SET TASK =
Begin with the line that contains "A single pin marks each instance of the building" and transcribe each line after it, up to and including the last line of the listing below.

* * *

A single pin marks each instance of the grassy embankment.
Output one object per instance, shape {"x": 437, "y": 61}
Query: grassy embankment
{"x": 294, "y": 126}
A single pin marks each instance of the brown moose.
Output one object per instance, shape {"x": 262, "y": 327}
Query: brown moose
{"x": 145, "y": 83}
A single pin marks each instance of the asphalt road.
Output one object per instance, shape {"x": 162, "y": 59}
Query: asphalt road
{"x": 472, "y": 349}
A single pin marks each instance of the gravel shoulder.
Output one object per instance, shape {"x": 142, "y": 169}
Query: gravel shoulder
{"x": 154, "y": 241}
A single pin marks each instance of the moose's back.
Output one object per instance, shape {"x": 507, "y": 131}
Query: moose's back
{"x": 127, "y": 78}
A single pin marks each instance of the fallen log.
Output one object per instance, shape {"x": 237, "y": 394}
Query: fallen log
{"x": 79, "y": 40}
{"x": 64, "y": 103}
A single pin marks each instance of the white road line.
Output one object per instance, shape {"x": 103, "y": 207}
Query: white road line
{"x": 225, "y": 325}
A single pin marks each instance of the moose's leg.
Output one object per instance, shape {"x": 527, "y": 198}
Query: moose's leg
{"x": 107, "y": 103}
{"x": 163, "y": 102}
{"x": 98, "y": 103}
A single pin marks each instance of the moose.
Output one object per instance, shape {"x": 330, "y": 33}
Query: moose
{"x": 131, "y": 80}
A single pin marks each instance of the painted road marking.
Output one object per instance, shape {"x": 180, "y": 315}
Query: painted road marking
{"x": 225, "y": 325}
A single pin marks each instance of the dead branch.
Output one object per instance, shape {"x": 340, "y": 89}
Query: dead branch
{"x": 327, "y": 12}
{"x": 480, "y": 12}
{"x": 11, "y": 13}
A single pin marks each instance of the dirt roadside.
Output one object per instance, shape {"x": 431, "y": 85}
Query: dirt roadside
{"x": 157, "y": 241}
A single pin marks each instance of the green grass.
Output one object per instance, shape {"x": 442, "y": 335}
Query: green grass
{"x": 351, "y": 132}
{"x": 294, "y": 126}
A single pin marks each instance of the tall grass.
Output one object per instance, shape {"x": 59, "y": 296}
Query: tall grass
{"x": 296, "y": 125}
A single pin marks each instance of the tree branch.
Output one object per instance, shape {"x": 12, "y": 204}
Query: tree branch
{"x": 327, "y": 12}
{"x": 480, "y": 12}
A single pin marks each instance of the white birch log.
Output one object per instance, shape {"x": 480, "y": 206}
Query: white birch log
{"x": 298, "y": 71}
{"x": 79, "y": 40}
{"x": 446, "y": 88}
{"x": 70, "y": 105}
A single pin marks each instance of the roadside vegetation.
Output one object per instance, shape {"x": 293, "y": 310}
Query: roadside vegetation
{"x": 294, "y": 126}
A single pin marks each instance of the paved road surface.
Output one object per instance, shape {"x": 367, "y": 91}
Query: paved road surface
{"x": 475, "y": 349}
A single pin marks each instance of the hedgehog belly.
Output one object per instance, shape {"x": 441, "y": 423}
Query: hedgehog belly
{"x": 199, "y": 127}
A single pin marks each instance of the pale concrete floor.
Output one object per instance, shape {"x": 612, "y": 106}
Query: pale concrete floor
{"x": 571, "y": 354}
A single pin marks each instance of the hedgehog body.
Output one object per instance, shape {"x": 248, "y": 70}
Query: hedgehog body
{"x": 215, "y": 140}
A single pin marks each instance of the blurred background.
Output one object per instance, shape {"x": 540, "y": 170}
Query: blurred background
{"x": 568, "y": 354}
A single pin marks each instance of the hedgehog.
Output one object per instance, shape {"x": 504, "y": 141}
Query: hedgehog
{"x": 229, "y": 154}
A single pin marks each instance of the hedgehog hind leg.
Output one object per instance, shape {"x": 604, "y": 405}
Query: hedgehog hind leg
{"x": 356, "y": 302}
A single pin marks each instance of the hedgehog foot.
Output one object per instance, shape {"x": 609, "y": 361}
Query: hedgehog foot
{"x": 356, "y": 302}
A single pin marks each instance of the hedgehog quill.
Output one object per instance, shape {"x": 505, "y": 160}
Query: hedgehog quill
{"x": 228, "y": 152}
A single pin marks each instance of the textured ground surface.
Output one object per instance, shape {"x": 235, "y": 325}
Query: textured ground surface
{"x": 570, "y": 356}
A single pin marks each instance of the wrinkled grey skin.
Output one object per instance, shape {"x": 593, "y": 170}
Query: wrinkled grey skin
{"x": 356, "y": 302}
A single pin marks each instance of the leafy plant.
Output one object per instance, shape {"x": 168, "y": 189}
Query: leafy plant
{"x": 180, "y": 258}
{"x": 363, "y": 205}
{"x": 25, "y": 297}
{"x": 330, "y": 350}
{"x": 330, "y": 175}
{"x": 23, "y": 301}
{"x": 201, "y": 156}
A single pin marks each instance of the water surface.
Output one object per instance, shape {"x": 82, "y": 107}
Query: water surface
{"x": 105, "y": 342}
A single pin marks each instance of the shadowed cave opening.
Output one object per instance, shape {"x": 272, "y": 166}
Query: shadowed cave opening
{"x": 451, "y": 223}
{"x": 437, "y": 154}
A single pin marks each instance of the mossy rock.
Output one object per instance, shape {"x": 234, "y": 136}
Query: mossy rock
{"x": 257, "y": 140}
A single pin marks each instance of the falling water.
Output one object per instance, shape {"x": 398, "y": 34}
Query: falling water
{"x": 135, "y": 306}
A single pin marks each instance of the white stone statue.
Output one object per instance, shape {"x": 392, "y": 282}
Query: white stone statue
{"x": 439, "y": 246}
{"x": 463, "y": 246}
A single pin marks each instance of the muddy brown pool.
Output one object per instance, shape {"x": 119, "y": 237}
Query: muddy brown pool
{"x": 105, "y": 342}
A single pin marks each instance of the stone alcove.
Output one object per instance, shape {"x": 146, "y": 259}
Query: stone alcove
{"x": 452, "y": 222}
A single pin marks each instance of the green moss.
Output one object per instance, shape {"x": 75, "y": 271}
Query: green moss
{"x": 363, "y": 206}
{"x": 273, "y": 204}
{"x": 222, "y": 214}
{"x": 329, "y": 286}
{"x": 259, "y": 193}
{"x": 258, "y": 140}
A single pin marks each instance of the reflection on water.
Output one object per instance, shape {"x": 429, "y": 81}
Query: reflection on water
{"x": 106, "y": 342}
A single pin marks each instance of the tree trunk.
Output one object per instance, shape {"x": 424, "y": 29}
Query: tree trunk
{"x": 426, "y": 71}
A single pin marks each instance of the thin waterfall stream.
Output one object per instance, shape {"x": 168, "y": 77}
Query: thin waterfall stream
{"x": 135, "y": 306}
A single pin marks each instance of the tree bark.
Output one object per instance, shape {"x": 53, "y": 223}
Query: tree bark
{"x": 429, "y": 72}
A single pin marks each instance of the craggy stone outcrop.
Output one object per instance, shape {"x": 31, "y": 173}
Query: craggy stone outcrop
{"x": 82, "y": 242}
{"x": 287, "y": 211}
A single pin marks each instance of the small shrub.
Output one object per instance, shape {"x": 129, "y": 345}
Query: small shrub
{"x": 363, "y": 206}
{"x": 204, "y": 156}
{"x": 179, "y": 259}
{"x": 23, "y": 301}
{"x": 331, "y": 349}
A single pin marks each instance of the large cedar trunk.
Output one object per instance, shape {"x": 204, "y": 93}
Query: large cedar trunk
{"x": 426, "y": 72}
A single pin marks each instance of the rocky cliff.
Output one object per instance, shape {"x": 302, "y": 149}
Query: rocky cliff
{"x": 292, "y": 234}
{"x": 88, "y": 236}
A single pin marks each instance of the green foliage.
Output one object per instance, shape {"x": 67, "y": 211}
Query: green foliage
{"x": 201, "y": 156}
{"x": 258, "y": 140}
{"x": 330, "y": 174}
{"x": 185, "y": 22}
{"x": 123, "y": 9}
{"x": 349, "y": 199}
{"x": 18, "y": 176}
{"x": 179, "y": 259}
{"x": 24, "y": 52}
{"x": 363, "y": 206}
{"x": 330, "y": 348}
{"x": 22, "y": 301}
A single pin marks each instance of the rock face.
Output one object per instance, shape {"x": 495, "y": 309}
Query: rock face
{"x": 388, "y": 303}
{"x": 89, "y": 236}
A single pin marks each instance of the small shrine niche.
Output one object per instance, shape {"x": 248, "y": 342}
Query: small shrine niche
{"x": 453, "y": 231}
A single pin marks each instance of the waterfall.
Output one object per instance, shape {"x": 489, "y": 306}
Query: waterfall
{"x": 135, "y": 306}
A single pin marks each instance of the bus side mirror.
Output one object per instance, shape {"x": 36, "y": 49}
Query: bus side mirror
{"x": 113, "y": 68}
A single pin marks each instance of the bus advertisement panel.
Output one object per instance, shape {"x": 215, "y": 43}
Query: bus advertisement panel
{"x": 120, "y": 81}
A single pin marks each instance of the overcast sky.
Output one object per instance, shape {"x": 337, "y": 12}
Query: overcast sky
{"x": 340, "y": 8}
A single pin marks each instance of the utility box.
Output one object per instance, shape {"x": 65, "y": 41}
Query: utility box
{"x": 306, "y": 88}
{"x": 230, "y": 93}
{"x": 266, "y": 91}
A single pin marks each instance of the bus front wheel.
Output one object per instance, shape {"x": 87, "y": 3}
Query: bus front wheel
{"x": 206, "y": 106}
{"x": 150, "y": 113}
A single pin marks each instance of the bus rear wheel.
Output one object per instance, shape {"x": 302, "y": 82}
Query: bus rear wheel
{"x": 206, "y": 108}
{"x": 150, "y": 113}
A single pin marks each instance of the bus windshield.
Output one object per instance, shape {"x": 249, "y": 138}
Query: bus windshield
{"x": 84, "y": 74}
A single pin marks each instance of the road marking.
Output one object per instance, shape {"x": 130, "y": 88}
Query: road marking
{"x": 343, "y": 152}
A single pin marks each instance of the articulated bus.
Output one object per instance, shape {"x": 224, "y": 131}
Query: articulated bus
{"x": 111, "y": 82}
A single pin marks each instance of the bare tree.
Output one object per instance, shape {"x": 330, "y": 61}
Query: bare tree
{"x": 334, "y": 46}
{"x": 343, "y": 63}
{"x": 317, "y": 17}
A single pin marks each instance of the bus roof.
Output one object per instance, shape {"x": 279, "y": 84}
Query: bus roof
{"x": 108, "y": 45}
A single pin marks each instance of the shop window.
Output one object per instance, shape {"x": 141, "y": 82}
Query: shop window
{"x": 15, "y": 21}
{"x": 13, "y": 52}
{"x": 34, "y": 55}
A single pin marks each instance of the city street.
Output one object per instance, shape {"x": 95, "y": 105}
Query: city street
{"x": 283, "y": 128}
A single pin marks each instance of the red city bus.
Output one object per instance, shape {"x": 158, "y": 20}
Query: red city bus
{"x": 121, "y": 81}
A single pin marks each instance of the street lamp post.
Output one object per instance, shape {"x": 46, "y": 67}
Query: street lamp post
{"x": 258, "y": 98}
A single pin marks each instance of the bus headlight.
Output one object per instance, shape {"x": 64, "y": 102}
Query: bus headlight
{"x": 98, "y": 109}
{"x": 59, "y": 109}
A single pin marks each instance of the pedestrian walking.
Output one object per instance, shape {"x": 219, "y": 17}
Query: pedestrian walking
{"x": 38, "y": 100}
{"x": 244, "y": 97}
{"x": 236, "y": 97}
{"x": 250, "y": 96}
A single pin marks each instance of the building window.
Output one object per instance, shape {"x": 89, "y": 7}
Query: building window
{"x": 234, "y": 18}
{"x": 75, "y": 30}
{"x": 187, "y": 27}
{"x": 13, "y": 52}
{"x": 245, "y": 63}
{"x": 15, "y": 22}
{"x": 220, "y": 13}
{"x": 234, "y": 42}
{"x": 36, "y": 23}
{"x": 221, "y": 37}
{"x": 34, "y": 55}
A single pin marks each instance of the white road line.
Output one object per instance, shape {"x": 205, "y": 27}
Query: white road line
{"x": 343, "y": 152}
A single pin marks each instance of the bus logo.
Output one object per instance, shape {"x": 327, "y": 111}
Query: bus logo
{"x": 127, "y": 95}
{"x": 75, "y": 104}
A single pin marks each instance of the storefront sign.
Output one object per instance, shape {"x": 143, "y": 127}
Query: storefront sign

* * *

SOLUTION FOR THIS EXERCISE =
A single pin marks each instance of the building window.
Output one object per instance, shape {"x": 89, "y": 7}
Query: building window
{"x": 234, "y": 18}
{"x": 75, "y": 30}
{"x": 187, "y": 27}
{"x": 13, "y": 52}
{"x": 245, "y": 63}
{"x": 15, "y": 22}
{"x": 220, "y": 13}
{"x": 234, "y": 42}
{"x": 36, "y": 23}
{"x": 221, "y": 37}
{"x": 34, "y": 55}
A single pin marks each instance of the white road line.
Output one object per instance, shape {"x": 205, "y": 27}
Query: white road line
{"x": 343, "y": 152}
A single pin marks each instance of the bus logo.
Output one object per instance, shape {"x": 327, "y": 111}
Query: bus logo
{"x": 127, "y": 95}
{"x": 75, "y": 104}
A single pin marks each instance of the storefront sign.
Output one object per instance, shape {"x": 143, "y": 127}
Query: storefront sign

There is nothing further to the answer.